[Begin TEXT SHOWN]
Conrad L. Wirth (1899 - 1993) was a U.S. administrator. He served as the director of the National Park Service between 1951 and 1964.

Trained as a landscape architect and previously employed by the National Capital Park and Planning Commission, Conrad L. Wirth joined the NPS as an assistant director in 1931. With the coming of the New Deal he supervised the service's Civilian Conservation Corps program in the state parks. His administrative ability marked him to succeed Demaray, whom he served as associate director before advancing to the top job in December 1951. Wirth's crowning achievement was Mission 66, a 10-year, billion-dollar program to upgrade park facilities and services by the 50th anniversary of the NPS in 1966. After the 1961 change of administrations Wirth fell out of favor with Secretary of the Interior Stewart L. Udall and departed in early 1964. He died in 1993.
[End TEXT SHOWN]
▶ _EXERCISE OBJECTIVE_:
Rewrite the passage on Conrad L. Wirth from "Conrad L. Wirth (1899" to "died in 1993.", putting "civil engineer" in place of "landscape architect". The items after this text come from a separate source.
[Begin EXTRACTED DATA]
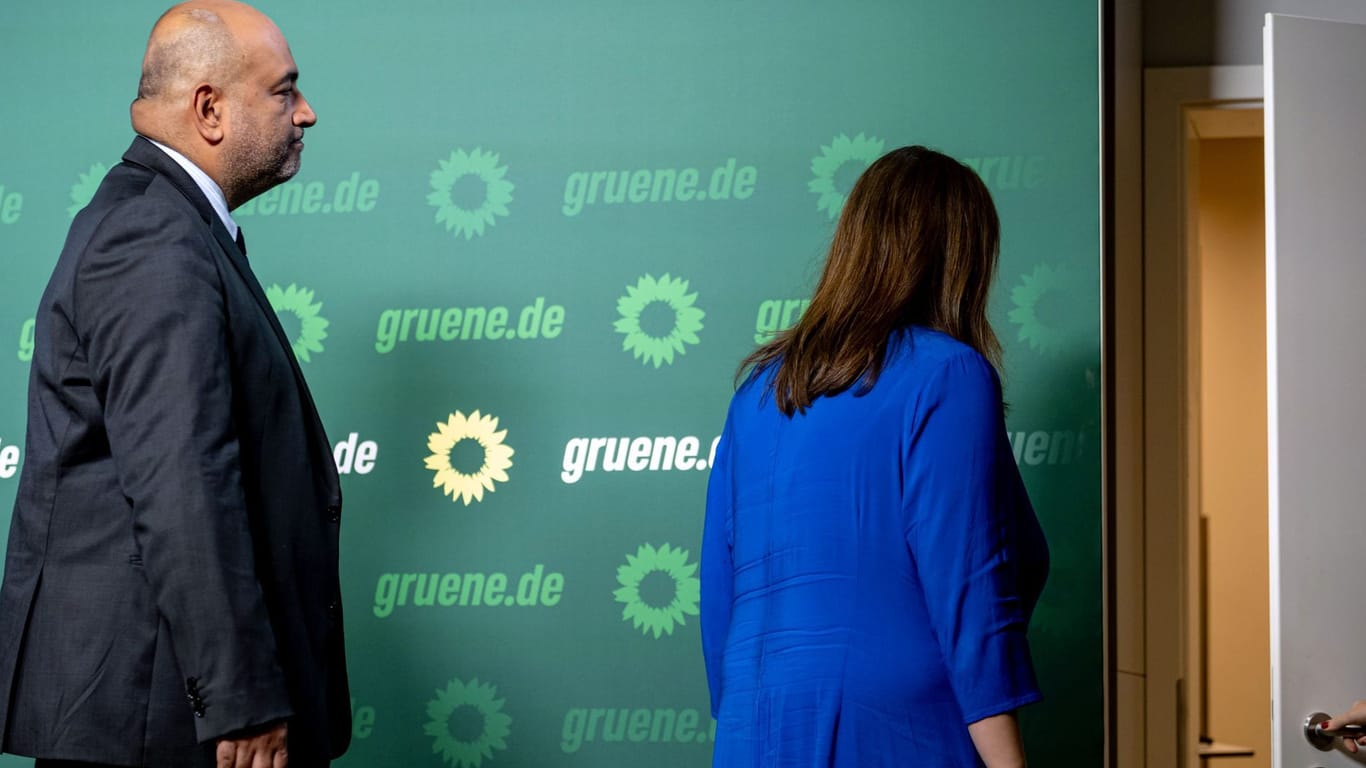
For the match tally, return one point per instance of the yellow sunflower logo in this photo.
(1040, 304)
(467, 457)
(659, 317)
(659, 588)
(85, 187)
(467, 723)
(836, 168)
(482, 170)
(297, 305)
[End EXTRACTED DATA]
[Begin EXTRACTED DATA]
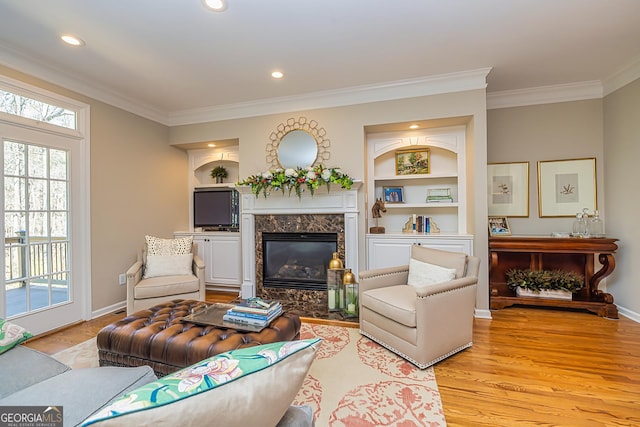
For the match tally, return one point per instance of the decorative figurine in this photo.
[End EXTRACTED DATA]
[Begin EXTRACTED DATA]
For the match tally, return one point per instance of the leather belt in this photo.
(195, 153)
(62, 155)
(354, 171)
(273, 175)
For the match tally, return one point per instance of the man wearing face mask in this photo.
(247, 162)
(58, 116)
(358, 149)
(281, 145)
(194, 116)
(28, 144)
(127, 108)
[End EXTRACTED DATA]
▶ _COMPLETE RESPONSE_:
Conrad L. Wirth (1899 - 1993) was a U.S. administrator. He served as the director of the National Park Service between 1951 and 1964.

Trained as a civil engineer and previously employed by the National Capital Park and Planning Commission, Conrad L. Wirth joined the NPS as an assistant director in 1931. With the coming of the New Deal he supervised the service's Civilian Conservation Corps program in the state parks. His administrative ability marked him to succeed Demaray, whom he served as associate director before advancing to the top job in December 1951. Wirth's crowning achievement was Mission 66, a 10-year, billion-dollar program to upgrade park facilities and services by the 50th anniversary of the NPS in 1966. After the 1961 change of administrations Wirth fell out of favor with Secretary of the Interior Stewart L. Udall and departed in early 1964. He died in 1993.